## START
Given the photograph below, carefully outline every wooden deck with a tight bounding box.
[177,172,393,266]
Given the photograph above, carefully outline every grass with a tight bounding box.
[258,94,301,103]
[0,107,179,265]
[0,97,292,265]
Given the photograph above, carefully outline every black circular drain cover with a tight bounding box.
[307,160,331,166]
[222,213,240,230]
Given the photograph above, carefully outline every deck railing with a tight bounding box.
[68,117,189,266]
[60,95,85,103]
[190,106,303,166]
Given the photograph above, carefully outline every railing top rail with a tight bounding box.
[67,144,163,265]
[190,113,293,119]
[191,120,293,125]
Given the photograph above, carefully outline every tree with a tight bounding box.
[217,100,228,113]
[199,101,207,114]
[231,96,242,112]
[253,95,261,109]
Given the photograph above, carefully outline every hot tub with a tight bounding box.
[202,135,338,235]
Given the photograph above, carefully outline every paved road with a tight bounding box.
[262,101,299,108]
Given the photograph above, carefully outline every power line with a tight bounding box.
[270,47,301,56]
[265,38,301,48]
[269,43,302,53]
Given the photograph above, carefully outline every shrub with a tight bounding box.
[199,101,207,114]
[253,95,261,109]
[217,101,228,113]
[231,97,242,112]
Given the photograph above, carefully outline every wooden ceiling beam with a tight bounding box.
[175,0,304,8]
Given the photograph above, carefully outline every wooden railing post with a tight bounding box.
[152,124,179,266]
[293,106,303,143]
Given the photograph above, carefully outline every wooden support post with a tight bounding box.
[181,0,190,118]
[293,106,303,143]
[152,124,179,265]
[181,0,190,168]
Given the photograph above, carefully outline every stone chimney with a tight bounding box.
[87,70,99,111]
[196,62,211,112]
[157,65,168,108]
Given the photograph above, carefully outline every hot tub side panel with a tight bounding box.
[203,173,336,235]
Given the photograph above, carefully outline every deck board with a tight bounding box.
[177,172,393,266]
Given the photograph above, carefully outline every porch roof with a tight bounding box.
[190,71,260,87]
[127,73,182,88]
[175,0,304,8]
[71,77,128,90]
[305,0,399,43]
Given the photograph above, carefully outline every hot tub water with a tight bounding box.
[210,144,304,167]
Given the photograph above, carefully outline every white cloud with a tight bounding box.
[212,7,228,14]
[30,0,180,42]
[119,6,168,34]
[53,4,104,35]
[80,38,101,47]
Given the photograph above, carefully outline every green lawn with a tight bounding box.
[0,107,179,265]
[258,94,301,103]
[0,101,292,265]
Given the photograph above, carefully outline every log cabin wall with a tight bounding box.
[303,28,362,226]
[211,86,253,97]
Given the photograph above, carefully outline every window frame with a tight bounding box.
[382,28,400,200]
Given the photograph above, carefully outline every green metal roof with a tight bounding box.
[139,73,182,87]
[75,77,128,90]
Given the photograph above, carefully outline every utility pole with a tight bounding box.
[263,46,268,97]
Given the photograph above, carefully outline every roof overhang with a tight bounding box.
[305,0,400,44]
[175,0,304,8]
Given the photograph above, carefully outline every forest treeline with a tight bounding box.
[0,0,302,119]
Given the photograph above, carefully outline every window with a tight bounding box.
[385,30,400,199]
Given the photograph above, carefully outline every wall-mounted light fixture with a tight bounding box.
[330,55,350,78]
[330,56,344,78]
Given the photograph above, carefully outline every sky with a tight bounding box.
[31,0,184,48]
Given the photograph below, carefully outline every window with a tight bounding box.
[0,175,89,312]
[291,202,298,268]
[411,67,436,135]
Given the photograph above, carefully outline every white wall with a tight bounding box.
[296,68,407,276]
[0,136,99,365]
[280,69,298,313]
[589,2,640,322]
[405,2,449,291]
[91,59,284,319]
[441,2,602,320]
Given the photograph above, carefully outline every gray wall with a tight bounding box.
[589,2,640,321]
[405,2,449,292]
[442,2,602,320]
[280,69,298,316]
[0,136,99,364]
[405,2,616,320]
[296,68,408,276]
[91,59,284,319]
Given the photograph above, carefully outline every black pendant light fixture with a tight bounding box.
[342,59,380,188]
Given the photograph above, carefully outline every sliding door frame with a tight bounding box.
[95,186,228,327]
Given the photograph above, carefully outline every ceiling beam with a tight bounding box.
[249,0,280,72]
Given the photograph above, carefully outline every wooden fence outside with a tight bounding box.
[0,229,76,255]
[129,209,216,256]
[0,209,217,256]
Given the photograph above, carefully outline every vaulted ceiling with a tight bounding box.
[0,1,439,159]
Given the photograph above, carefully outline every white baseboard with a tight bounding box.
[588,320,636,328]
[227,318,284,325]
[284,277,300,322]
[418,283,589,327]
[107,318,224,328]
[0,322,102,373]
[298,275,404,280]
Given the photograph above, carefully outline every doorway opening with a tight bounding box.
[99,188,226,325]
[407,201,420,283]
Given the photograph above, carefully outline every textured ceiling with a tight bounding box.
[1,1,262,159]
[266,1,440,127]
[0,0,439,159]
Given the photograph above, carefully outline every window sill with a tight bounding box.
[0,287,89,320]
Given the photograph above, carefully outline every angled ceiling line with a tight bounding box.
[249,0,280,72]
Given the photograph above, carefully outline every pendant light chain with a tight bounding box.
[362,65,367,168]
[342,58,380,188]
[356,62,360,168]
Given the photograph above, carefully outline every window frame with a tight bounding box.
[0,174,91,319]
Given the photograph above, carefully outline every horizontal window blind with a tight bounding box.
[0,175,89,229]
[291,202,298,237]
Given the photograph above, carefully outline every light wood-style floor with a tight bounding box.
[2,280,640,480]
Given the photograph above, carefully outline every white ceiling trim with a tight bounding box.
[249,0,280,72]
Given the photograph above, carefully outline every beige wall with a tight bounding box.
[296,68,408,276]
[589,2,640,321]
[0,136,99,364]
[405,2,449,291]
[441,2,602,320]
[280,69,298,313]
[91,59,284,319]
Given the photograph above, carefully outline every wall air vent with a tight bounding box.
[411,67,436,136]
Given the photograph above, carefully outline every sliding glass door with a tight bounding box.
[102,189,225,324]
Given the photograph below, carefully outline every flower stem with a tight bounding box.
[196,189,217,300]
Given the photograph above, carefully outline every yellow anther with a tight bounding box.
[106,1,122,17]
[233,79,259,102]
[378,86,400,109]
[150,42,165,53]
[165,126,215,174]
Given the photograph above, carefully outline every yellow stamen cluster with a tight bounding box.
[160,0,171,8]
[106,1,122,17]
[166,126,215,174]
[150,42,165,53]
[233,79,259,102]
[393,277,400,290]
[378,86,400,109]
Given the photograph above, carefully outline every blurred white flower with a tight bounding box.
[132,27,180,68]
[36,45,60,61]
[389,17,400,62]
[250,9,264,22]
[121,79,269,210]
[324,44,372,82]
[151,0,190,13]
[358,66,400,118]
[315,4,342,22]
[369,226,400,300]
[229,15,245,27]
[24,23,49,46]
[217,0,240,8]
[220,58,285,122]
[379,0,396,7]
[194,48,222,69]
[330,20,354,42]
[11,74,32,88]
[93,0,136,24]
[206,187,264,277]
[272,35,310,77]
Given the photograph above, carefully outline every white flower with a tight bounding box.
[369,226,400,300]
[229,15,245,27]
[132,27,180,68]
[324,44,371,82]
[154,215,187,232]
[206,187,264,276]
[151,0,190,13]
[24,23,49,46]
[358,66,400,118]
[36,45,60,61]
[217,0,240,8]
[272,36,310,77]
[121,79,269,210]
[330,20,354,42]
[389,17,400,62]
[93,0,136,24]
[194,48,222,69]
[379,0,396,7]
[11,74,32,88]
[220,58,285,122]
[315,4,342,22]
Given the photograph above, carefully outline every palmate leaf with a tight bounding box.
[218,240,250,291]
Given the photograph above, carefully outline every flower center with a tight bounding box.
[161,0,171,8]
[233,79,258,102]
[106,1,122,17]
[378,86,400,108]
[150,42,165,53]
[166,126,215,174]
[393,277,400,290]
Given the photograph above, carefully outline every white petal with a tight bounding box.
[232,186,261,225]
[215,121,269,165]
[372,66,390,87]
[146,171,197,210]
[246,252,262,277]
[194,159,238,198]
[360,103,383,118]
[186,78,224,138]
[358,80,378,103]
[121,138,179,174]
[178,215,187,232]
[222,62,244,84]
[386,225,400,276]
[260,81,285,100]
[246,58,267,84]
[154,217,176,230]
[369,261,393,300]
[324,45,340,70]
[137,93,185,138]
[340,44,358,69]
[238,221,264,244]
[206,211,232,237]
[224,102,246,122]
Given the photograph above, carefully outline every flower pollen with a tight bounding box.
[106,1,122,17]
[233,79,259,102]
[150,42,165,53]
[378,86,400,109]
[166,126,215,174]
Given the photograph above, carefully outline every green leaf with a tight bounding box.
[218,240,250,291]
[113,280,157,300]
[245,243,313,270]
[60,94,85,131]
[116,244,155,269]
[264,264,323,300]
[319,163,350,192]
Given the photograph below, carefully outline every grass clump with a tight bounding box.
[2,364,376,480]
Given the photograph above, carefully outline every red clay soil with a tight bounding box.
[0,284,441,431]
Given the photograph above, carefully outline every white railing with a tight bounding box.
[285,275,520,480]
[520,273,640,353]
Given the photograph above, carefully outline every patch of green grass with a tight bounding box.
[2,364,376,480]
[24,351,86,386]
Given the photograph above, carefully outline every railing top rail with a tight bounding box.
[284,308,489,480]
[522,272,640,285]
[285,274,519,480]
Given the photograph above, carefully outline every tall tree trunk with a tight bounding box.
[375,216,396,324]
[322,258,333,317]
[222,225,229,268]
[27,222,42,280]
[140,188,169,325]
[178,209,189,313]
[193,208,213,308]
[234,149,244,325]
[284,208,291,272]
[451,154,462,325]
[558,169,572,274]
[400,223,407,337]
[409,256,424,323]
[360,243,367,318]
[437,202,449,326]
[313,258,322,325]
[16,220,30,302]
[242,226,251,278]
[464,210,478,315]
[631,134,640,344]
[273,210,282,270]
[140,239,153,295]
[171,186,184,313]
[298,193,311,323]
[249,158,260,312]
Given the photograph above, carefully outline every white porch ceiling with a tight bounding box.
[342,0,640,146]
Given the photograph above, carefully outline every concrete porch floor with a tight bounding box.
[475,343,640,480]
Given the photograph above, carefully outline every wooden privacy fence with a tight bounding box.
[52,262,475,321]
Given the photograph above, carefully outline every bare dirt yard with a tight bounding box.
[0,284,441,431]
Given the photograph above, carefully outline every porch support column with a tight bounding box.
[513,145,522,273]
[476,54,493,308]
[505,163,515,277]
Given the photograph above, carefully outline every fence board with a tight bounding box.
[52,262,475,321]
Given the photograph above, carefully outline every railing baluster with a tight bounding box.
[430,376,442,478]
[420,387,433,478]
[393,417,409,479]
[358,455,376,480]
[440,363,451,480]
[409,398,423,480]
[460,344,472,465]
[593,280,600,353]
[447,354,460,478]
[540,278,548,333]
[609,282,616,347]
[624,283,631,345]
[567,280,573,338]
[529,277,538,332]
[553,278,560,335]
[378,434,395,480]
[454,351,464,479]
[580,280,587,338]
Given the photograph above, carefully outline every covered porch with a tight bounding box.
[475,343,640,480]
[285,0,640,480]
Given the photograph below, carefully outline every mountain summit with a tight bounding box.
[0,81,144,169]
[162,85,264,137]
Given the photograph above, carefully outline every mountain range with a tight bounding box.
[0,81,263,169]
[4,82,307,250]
## END
— Brief —
Could you edit the part of the records that opens with the line containing "Given the photograph above, carefully outline every red" and closes with the line containing "[285,274,519,480]" so that "tight bounding box" becomes "snug bounding box", keeping everything else the same?

— Final answer —
Given the photograph above, carefully outline every red clay soil with a snug bounding box.
[0,284,441,431]
Given the photograph above, carefully outline every white railing with a snug bounding box.
[285,275,520,480]
[520,273,640,353]
Given the photograph above, carefully outline every patch of green grass with a snug bounding box.
[2,364,376,480]
[24,351,86,386]
Given the photograph above, carefully outline every railing top rail with a snug bounding box.
[284,308,489,480]
[522,272,640,285]
[285,274,519,480]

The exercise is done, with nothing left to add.